** Segmentation mask data **
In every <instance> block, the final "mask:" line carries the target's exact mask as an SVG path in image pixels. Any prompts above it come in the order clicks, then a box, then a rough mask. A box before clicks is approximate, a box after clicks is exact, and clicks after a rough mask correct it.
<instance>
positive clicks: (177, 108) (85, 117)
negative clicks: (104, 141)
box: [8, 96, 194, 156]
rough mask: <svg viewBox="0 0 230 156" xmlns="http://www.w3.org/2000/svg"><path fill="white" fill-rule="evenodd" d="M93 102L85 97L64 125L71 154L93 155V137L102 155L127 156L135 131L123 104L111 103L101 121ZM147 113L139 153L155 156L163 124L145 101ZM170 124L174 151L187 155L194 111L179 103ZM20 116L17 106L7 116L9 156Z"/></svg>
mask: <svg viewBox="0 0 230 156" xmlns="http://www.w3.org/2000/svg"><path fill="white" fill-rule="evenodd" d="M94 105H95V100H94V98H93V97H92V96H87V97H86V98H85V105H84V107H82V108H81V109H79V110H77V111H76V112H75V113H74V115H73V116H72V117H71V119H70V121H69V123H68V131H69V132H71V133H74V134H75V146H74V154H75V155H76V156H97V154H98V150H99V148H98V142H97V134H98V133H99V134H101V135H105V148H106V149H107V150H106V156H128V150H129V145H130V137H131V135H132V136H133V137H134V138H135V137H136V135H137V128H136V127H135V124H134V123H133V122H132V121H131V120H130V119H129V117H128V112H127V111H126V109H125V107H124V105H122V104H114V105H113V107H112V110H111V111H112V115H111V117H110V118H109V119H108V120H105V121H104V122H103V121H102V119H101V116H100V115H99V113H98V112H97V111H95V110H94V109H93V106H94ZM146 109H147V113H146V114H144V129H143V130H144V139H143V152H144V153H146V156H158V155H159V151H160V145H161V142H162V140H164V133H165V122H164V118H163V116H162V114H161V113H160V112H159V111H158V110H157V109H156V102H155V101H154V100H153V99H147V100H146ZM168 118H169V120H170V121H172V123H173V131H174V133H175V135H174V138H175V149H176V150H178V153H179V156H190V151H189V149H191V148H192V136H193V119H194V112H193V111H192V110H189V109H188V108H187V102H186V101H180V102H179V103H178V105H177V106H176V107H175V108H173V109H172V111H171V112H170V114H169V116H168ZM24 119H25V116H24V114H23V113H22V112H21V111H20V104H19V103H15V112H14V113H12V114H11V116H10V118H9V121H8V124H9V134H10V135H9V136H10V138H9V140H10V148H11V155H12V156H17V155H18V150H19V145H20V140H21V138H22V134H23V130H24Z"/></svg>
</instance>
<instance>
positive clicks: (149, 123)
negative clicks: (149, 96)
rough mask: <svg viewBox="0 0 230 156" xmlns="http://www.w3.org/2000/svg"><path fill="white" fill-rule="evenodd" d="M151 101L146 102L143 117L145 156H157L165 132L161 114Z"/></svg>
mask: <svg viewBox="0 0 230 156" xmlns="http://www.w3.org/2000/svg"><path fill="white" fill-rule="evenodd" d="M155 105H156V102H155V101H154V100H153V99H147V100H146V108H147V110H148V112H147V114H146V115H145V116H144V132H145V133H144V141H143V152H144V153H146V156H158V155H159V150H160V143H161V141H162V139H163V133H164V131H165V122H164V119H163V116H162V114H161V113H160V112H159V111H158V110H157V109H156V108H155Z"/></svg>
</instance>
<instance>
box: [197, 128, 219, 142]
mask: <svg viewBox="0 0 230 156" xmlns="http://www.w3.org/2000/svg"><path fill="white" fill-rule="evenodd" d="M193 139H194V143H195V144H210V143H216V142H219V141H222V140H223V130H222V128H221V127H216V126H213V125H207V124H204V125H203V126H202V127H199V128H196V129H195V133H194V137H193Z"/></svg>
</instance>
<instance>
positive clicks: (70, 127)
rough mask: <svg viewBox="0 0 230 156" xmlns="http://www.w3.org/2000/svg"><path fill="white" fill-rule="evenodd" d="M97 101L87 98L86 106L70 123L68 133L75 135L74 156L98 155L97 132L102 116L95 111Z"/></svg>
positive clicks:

** What you need to do **
Word for word, transcribe all of the records.

** Your response **
In every <instance> block, the final "mask:" line carries the target's exact mask as an SVG path in image pixels. Any prompts above it come in the order clicks, then a box, then a rough mask. A box before clicks is approximate, a box after clicks is exact, and clicks after a rough mask correct it.
<instance>
positive clicks: (177, 108) (85, 117)
negative clicks: (104, 141)
box: [8, 96, 194, 156]
rough mask: <svg viewBox="0 0 230 156" xmlns="http://www.w3.org/2000/svg"><path fill="white" fill-rule="evenodd" d="M93 102L85 97L64 125L71 154L93 155V137L102 155L127 156L135 131L123 104L111 103L101 121ZM147 113L139 153L155 156L163 124L145 101ZM170 124L174 151L187 155L194 111L179 103ZM20 116L17 106L7 116L9 156Z"/></svg>
mask: <svg viewBox="0 0 230 156" xmlns="http://www.w3.org/2000/svg"><path fill="white" fill-rule="evenodd" d="M94 105H95V100H94V98H93V97H92V96H87V97H86V98H85V105H84V107H82V108H81V109H79V110H77V111H76V112H75V113H74V115H73V116H72V117H71V119H70V121H69V123H68V131H69V132H71V133H74V134H75V146H74V154H75V155H76V156H97V154H98V150H99V148H98V142H97V134H98V133H99V134H101V135H105V148H106V149H107V150H106V156H128V150H129V145H130V137H131V135H132V136H133V137H134V138H135V137H136V135H137V128H136V127H135V124H134V123H133V122H132V121H131V120H130V119H129V117H128V112H127V111H126V109H125V107H124V105H122V104H114V105H113V107H112V110H111V111H112V115H111V117H110V118H109V119H108V120H105V121H104V122H103V121H102V119H101V116H100V115H99V113H98V112H97V111H95V110H94V109H93V106H94ZM146 109H147V113H146V114H144V129H143V130H144V139H143V152H144V153H146V156H158V155H159V151H160V145H161V142H162V140H164V133H165V122H164V118H163V116H162V114H161V113H160V112H159V111H158V110H157V109H156V102H155V101H154V100H153V99H147V100H146ZM168 118H169V120H170V121H172V123H173V131H174V133H175V135H174V138H175V149H176V150H178V153H179V156H190V151H189V149H191V148H192V136H193V119H194V112H193V111H192V110H189V109H188V108H187V102H186V101H180V102H179V103H178V105H177V106H176V107H175V108H173V109H172V111H171V112H170V114H169V116H168ZM24 119H25V116H24V114H23V113H22V112H21V111H20V104H19V103H15V112H14V113H12V114H11V116H10V118H9V121H8V124H9V134H10V135H9V136H10V138H9V140H10V148H11V155H12V156H17V155H18V150H19V145H20V140H21V138H22V134H23V130H24Z"/></svg>
</instance>
<instance>
positive clicks: (149, 123)
negative clicks: (149, 96)
rough mask: <svg viewBox="0 0 230 156" xmlns="http://www.w3.org/2000/svg"><path fill="white" fill-rule="evenodd" d="M151 101L146 102L143 117L145 156H157L165 132L161 114Z"/></svg>
mask: <svg viewBox="0 0 230 156" xmlns="http://www.w3.org/2000/svg"><path fill="white" fill-rule="evenodd" d="M155 105H156V102H155V101H154V100H153V99H147V100H146V108H147V110H148V112H147V114H146V115H145V116H144V132H145V133H144V141H143V152H144V153H146V156H158V155H159V150H160V143H161V141H162V139H163V133H164V131H165V122H164V119H163V116H162V114H161V113H160V112H159V111H158V110H157V109H156V108H155Z"/></svg>
</instance>
<instance>
box: [197, 128, 219, 142]
mask: <svg viewBox="0 0 230 156" xmlns="http://www.w3.org/2000/svg"><path fill="white" fill-rule="evenodd" d="M193 139H194V143H195V144H210V143H216V142H219V141H222V140H223V130H222V128H221V127H216V126H213V125H207V124H204V125H203V126H202V127H199V128H196V129H195V133H194V137H193Z"/></svg>
</instance>
<instance>
positive clicks: (70, 127)
rough mask: <svg viewBox="0 0 230 156" xmlns="http://www.w3.org/2000/svg"><path fill="white" fill-rule="evenodd" d="M97 101L87 98L86 106L70 123L68 133L75 135L74 156L98 155L97 132L102 116L95 111Z"/></svg>
positive clicks:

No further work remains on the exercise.